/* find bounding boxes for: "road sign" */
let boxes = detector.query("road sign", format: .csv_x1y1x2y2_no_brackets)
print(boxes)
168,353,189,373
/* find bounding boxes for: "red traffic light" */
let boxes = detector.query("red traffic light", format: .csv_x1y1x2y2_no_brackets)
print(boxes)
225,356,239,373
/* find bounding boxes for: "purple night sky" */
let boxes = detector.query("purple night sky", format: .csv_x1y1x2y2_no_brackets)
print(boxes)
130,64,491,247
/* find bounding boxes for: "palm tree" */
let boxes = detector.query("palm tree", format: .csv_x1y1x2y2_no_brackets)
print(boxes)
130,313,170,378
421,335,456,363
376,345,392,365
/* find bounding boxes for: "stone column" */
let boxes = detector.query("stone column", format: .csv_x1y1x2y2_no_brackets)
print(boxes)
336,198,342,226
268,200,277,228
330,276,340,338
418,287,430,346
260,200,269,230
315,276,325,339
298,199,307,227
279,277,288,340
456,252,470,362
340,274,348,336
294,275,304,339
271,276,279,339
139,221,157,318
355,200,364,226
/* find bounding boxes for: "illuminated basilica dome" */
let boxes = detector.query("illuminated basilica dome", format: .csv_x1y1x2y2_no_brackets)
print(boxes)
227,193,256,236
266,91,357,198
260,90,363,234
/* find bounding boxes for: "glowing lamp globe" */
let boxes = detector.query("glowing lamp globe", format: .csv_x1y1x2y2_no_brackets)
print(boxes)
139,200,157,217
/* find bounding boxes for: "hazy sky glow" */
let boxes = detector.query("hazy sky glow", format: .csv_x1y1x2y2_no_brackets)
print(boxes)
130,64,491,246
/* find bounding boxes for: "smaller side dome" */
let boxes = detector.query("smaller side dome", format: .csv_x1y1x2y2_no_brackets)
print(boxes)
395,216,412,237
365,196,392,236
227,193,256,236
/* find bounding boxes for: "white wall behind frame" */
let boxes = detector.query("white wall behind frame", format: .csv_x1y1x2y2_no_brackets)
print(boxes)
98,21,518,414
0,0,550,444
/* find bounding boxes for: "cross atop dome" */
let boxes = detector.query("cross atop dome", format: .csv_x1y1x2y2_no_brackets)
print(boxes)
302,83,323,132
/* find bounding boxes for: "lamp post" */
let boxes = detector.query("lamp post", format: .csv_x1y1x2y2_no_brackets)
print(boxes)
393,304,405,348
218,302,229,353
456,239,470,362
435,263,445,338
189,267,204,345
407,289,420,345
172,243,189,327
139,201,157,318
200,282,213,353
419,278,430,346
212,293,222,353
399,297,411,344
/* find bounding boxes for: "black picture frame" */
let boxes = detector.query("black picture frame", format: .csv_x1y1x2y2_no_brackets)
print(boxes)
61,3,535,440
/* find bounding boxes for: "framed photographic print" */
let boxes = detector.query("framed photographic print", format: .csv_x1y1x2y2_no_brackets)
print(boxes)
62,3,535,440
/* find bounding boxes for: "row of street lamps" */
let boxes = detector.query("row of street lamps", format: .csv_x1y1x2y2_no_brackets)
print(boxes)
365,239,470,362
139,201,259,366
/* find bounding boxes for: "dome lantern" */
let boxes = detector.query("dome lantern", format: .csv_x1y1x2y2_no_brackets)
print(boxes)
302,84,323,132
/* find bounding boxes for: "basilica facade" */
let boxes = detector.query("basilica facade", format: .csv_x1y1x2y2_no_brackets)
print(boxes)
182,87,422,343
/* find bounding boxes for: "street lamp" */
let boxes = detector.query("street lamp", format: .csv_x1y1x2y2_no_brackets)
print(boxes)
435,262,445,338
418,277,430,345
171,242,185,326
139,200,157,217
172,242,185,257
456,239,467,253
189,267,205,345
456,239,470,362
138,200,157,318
+--
## WHAT IS ASKED
Extract every line above, from the first to the last, and reproduce each one verbatim without any alteration.

## EXPECTED OUTPUT
/* find bounding boxes for: "road sign" */
let boxes = detector.query("road sign", format: .csv_x1y1x2y2_no_brackets)
print(boxes)
168,353,189,373
/* find bounding boxes for: "red traffic light" */
let boxes = detector.query("red traffic light", format: .csv_x1y1x2y2_no_brackets)
print(boxes)
225,356,239,373
/* find bounding boxes for: "purple night sky" */
let boxes = detector.query("purple night sky", format: .csv_x1y1x2y2_no_brackets)
print(boxes)
130,64,491,247
/* find bounding boxes for: "palm tree" */
let boxes = detector.query("palm tree", format: .csv_x1y1x2y2_no_brackets)
print(boxes)
130,313,170,378
421,335,456,363
376,345,392,365
/* find bounding boxes for: "stone column" */
let boxes = detector.query("stone column", format: .csv_x1y1x2y2_no_brackets)
print(boxes)
336,198,342,226
268,200,277,228
330,276,340,338
418,287,430,346
260,200,269,230
315,276,325,339
298,199,307,227
279,277,288,340
456,252,470,362
340,274,348,336
294,275,304,339
271,276,279,339
139,221,157,318
355,200,364,226
/* find bounding boxes for: "illuminated basilica dome" */
let boxes = detector.query("illuminated basilica dome", format: .csv_x1y1x2y2_no_brackets)
print(boxes)
227,193,256,236
266,91,357,198
260,90,363,234
/* find bounding boxes for: "glowing lamp globe" */
let boxes = detector.query("glowing lamp globe", format: .csv_x1y1x2y2_no_brackets)
print(boxes)
139,200,157,217
/* find bounding boxes for: "hazy sky glow" */
let boxes = detector.query("hazy sky glow", format: .csv_x1y1x2y2_no_brackets)
print(boxes)
130,64,491,246
/* find bounding boxes for: "smaller side dome" */
let boxes = detector.query("smaller side dome", format: .csv_x1y1x2y2_no_brackets)
print(boxes)
395,216,412,237
365,196,392,236
227,193,256,236
/* find bounding boxes for: "white wall behind frame" */
let boxes = detector.query("white wall behind frame", format: .csv_x1y1x2y2_no_brackets)
print(boxes)
98,21,518,414
0,0,550,444
/* find bounding boxes for: "cross atop dome" */
let boxes = detector.query("cross atop dome", format: .csv_x1y1x2y2_no_brackets)
print(boxes)
302,83,323,132
/* find bounding boxes for: "lamp post" */
let boxes = detector.query("lamp post", format: .csv_x1y1x2y2_no_brackets)
print(boxes)
393,304,405,348
218,302,229,353
456,239,470,362
435,263,445,338
189,267,204,345
407,289,420,345
172,243,189,327
139,201,157,318
200,282,213,353
419,278,430,346
212,293,222,353
399,297,411,344
/* find bounding boxes for: "black picture frame" */
let boxes = detector.query("black picture frame", format: .csv_x1y1x2y2_no_brackets)
print(boxes)
61,3,535,440
/* find bounding boxes for: "framed photographic print" */
let boxes = detector.query("framed photographic print", format: .csv_x1y1x2y2_no_brackets)
print(boxes)
62,3,535,440
/* find bounding boxes for: "row of street lamps" */
let boxes = detector.query("row of street lamps", format: .csv_x1y1x2y2_no_brackets)
print(boxes)
365,239,470,362
139,201,259,366
/* find bounding boxes for: "dome lantern" */
let boxes = detector.query("dome lantern", format: .csv_x1y1x2y2_no_brackets)
print(boxes)
302,84,323,132
/* find bounding boxes for: "basilica facade" */
let boxes = detector.query("basilica facade", format: .csv_x1y1x2y2_no_brackets)
print(boxes)
182,87,422,343
/* find bounding boxes for: "street lamp" */
let boxes = detector.query("street lamp", format: .csv_x1y1x2y2_no_brackets)
print(boxes)
435,262,445,338
418,277,430,345
171,242,185,326
139,200,157,217
172,242,185,257
456,239,467,253
189,267,205,345
456,239,470,362
138,200,157,318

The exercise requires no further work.